[Stored items]

--------

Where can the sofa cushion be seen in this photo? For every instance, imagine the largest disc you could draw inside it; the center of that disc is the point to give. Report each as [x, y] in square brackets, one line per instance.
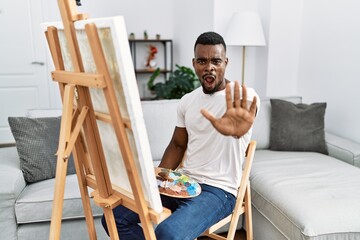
[261, 128]
[35, 203]
[297, 127]
[37, 142]
[306, 195]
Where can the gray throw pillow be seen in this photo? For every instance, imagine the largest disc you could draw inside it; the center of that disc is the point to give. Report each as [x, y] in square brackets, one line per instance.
[297, 127]
[37, 141]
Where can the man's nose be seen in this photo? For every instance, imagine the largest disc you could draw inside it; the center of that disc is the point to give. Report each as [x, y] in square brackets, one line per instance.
[209, 66]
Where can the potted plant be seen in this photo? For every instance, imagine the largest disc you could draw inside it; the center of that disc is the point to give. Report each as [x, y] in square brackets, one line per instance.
[181, 81]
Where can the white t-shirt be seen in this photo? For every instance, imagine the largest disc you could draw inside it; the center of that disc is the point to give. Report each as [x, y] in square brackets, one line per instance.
[211, 158]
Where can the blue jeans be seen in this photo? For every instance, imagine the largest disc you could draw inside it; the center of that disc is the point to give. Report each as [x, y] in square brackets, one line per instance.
[190, 217]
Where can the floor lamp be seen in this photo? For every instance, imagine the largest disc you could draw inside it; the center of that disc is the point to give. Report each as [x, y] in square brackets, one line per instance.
[245, 30]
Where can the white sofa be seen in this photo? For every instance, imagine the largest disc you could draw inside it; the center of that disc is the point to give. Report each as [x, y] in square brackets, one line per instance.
[278, 212]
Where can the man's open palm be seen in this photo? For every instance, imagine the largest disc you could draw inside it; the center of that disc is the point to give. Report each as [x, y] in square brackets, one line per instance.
[238, 117]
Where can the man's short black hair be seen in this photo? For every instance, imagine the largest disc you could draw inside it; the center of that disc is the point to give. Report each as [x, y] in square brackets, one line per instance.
[210, 38]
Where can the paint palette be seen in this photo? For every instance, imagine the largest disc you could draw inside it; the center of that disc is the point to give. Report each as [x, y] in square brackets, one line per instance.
[175, 184]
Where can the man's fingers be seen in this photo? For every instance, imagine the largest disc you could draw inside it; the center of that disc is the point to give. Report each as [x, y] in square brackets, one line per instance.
[244, 97]
[236, 95]
[229, 103]
[208, 116]
[253, 107]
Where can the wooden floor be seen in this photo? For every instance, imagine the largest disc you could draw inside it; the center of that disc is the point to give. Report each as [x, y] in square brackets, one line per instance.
[240, 235]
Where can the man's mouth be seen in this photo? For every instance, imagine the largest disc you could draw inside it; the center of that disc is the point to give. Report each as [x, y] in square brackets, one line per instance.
[209, 79]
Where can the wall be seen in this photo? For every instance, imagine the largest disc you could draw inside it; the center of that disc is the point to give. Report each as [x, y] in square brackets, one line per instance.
[329, 62]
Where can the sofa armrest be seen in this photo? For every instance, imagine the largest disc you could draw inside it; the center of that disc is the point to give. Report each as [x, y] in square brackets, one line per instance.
[343, 149]
[12, 183]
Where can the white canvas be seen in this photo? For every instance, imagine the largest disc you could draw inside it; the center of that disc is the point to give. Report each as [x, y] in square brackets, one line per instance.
[113, 37]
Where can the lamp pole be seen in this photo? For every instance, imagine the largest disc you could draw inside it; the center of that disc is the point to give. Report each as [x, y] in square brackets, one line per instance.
[243, 68]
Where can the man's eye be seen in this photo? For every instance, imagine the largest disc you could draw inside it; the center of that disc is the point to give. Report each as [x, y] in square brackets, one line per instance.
[217, 61]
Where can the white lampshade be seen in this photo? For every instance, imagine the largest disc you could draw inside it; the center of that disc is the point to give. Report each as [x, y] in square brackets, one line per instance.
[245, 30]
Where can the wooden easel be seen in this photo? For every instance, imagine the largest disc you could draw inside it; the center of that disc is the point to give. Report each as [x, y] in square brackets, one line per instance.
[79, 134]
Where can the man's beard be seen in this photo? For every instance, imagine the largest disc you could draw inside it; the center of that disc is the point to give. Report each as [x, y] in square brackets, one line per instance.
[211, 91]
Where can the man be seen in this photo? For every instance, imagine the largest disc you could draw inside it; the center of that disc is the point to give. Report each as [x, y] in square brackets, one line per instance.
[213, 130]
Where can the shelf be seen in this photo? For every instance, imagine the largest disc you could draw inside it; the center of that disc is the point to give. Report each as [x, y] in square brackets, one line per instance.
[164, 60]
[143, 71]
[150, 40]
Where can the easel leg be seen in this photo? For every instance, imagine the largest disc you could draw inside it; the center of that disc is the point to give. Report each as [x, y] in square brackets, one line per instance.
[61, 165]
[248, 214]
[110, 222]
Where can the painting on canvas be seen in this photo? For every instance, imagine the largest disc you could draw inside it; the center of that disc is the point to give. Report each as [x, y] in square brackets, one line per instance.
[114, 41]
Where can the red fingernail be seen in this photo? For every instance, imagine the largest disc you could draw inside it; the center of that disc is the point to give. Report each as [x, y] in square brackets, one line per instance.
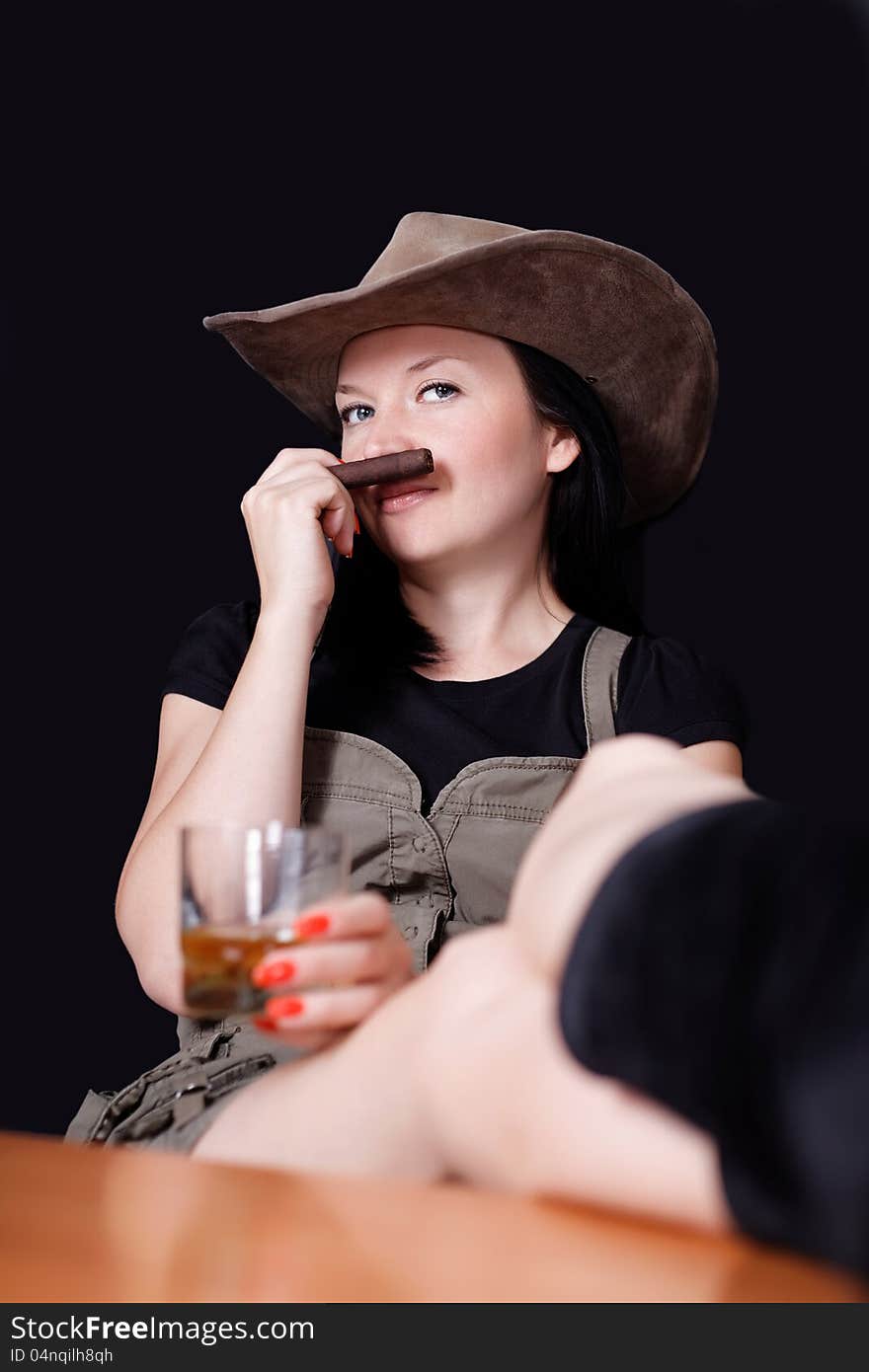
[270, 973]
[283, 1007]
[310, 925]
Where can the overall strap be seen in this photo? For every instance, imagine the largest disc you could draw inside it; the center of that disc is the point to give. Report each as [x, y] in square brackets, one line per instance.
[600, 676]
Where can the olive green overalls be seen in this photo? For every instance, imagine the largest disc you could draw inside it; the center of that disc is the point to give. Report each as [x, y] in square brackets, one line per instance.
[442, 875]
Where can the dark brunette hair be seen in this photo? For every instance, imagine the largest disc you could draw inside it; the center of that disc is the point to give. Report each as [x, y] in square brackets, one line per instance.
[583, 548]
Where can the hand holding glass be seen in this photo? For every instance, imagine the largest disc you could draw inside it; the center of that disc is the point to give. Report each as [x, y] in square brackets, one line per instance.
[242, 889]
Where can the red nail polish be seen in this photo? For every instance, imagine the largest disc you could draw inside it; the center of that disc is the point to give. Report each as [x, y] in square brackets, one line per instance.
[283, 1007]
[271, 973]
[310, 925]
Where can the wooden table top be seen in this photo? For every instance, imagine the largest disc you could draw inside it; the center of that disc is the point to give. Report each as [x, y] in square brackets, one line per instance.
[83, 1223]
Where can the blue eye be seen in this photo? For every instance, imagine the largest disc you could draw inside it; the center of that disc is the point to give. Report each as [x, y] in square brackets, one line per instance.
[430, 386]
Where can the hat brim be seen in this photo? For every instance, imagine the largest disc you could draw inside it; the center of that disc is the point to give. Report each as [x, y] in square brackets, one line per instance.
[601, 309]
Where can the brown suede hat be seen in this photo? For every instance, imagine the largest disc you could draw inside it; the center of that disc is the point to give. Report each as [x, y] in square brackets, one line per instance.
[609, 313]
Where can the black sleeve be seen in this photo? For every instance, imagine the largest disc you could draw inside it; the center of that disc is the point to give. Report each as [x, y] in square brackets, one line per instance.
[210, 651]
[668, 688]
[722, 969]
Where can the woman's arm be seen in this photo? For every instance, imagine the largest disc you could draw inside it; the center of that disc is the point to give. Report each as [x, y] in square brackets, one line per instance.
[464, 1073]
[242, 763]
[717, 755]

--------

What this task involves
Write out every entry again word for word, without any of the pictures.

Task solution
Where can the sofa cushion be seen in this photo? For every instance, imagine the largest disc you could draw inside it; the center of that disc is the point to give. Report each as [x, y] in square brackets, one line per instance.
[261, 128]
[35, 203]
[297, 127]
[37, 142]
[306, 195]
Where can the gray throw pillow be seen in this photo? For every instance, imagine the largest disc you could draw inside it; the center of that disc is the point to give. Report each as [x, y] in square brackets, one line per instance.
[297, 127]
[37, 141]
Where can the man's nose be seen in this photo? For every instance, imagine the largest disc you could draw inside it; the center of that disc is the point to give. Report each as [x, y] in square brackets, one line per instance.
[209, 66]
Where can the potted plant be seen in this photo? For every instance, imagine the largest disc you could draw inside it; the center of that disc is the point to give. Report each as [x, y] in square brackets, one line per instance.
[181, 81]
Where can the white t-shirt be seen in this photo? For every instance, imagine the largest disc you could draw inside it; the center of that disc is the point to give. Report each as [x, y] in square brackets, one line per instance.
[211, 158]
Where can the blue jeans be seen in this photo? For every instance, imagine the largest disc you could draw inside it; the center of that disc is the point to give. Report each as [x, y] in square brackets, one line per instance.
[190, 217]
Where can the floor lamp be seen in this photo? For every instance, imagine the largest disc you could draw inside it; the center of that disc is the point to give. Report each as [x, y] in square brackets, one line per instance.
[245, 30]
Where can the white sofa be seen in this photo? For every instance, imagine the largest disc you could draw inside it; the center of that disc is the point to give. Report each as [x, y] in square brackets, one line per instance.
[278, 212]
Where can the man's open palm be seen in this photo? For every instance, imagine the largest disc you could draw inside it; the center of that disc is the point to give. Report each as [x, y] in square brackets, one line per instance.
[238, 117]
Where can the man's short black hair be seen in this photo? For every instance, imagine the largest disc you could draw inside it; the center of that disc is the point to give. Report each as [x, y] in square brackets, one line per instance.
[210, 38]
Where can the paint palette be seen in this photo? For every instance, imagine the largest disc you could draw inside it; the center of that disc is the point to give. Report each as [x, y] in square brackets, one line per instance.
[175, 184]
Where can the man's fingers be seen in this photo? For every instance, imagine the largest disc you could draw inside it; the center of that disc is the point to give. Report each as [x, y] in square brackets, one line per instance.
[244, 97]
[236, 95]
[229, 103]
[208, 116]
[253, 107]
Where can the wooden floor be seen in this photo? For every instance, imagine the largest disc you could draw inside it; the center of that disc is the point to give. Report each as [x, y] in square brackets, one line per instance.
[240, 235]
Where can the man's mouth be seen in this photo? For every instance, imagine the largest disc you could draw inside it; the center of that disc is the point to give. Report each as [x, y] in square brackets, one line per instance.
[209, 79]
Where can the wall be seen in this photo? For every instance, imagine the largest disc you could draw inside it; the center of that disc is the point to give. Report each as [x, y] in square brackets, one line per instance.
[329, 62]
Where can the sofa armrest be seen in this photo? For every instance, imagine the largest disc you could draw inside it; the center of that disc is the point to give. Report each as [x, y] in square brackets, one line per instance.
[343, 149]
[12, 183]
Where can the white canvas be seen in this photo? For every instance, imagine the largest disc you could draw inside it; the center of that disc is the point to give. Report each as [x, y] in square brackets, one line per instance.
[113, 37]
Where can the lamp pole be seen in this photo? For every instance, imagine the largest disc you could draw inside it; the center of that disc is the point to give. Report each as [x, y] in square brackets, one line per instance.
[243, 68]
Where can the man's eye be seen in this photo? For every instance, imagine the largest disc you could draw inside it; the center of that disc is the point to give. Report each as [x, y] in square brackets, one line per instance.
[217, 61]
Where can the white lampshade be seen in this photo? For every instance, imagine the largest disc you could draw inside it; the center of that disc is the point to give. Report each as [x, y] in square brackets, one line per instance.
[245, 30]
Where can the wooden easel be seen in this photo? For every instance, imagine the largest disc you could draw inside it; the center of that disc is the point to give. Report each as [x, y] in square brackets, one line per instance.
[79, 134]
Where can the man's beard be seen in this photo? For every instance, imagine the largest disc you could draw inside it; the center of that disc is the point to give. Report each as [x, y] in square brackets, one line per instance.
[211, 91]
Where can the man be seen in this photo? For every instance, imagine the largest disc you could draw inside it; the center of that disc is the point to give. Report each as [x, y] in square brackets, one line per instance.
[213, 130]
Where can the shelf be seen in this photo? For every instance, imagine the largest disc you could draw inside it; the center of that disc is the point to give. Report each as [x, y] in square brackets, one line per instance.
[164, 60]
[143, 71]
[150, 40]
Where can the easel leg be seen in this photo? For every instance, imagine the largest disc you could draw inside it; the center of that disc is the point to give. Report each as [x, y] in square brackets, one line per instance.
[61, 165]
[248, 214]
[110, 222]
Where can the painting on canvas be seen in this photo? For every instance, imagine the largest disc you could draw inside it; the center of that disc is the point to give. Report each as [x, y] in square brackets, one line per instance.
[114, 41]
Where can the red fingernail be seen in this photo? For every instance, imagine the largest disc you could draw inside it; the center of that disc is the point to give. Report each as [x, y] in square brackets, one line per instance.
[270, 973]
[283, 1007]
[310, 925]
Where can the overall strap be seen in this photo? For every instance, imagine the largest disc you could draw inside it; the center of that disc is the point to give. Report each as [x, y] in square brackets, one line per instance.
[600, 676]
Where can the olive green overalls be seen in this photo? For every instance, imagine the largest disc you could draw inside it; the center of that disc is the point to give. Report each as [x, y] in square brackets, one line per instance.
[442, 875]
Where can the dark brunette hair be seen in this photo? For every instance, imagine the largest disc you could draw inside it; the center of that disc is the point to give. Report each as [x, y] in square brackets, one line per instance.
[583, 548]
Where can the hand holding glass be seen in this photo? For every instance, imagine the largest disc you could draw inside it; the center of that disc is the point to give. Report each as [x, y] in square brackets, one line per instance.
[242, 889]
Where can the red nail polish be seen in this photo? For every instance, imagine the largest disc you could draw inside it; the center of that disc is the point to give. Report each as [x, y] in square brackets, one line per instance.
[283, 1007]
[271, 973]
[310, 925]
Where can the wooden table top be seen in this photo? For every instance, imagine the largest disc you could draw inside it; the center of that disc is the point to give. Report each as [x, y] in square brackets, one line per instance.
[83, 1223]
Where can the blue eye be seen in this photo? For every instance, imagine the largest disc you could draw inside it; the center of that disc is the point to give. Report each as [x, y] in square brackets, one line per instance.
[430, 386]
Where can the hat brim be seen in this photo? For every instance, imagine the largest disc you could draw inside it; the center of that disc is the point to give. Report each as [x, y] in square brackets, one line per instance.
[601, 309]
Where can the brown suede hat be seen in this photo? For every instance, imagine the largest disc you could draw inside it; the center of that disc is the point to give. Report each as [x, y] in square brackets, one line per instance.
[609, 313]
Where can the black sleeve be seen in this photo? For every instance, imagine the largest disc you could draw inside it; the center of that disc is the point to give. Report each as [x, y] in square brackets, one line per instance.
[210, 651]
[668, 688]
[722, 969]
Where can the woman's arm be seen in this photo? For every instance, imagine the largest disc you could draw inside it; the center of that disc is the point to give. Report each as [x, y] in square brackets, one line per instance.
[464, 1073]
[242, 763]
[717, 755]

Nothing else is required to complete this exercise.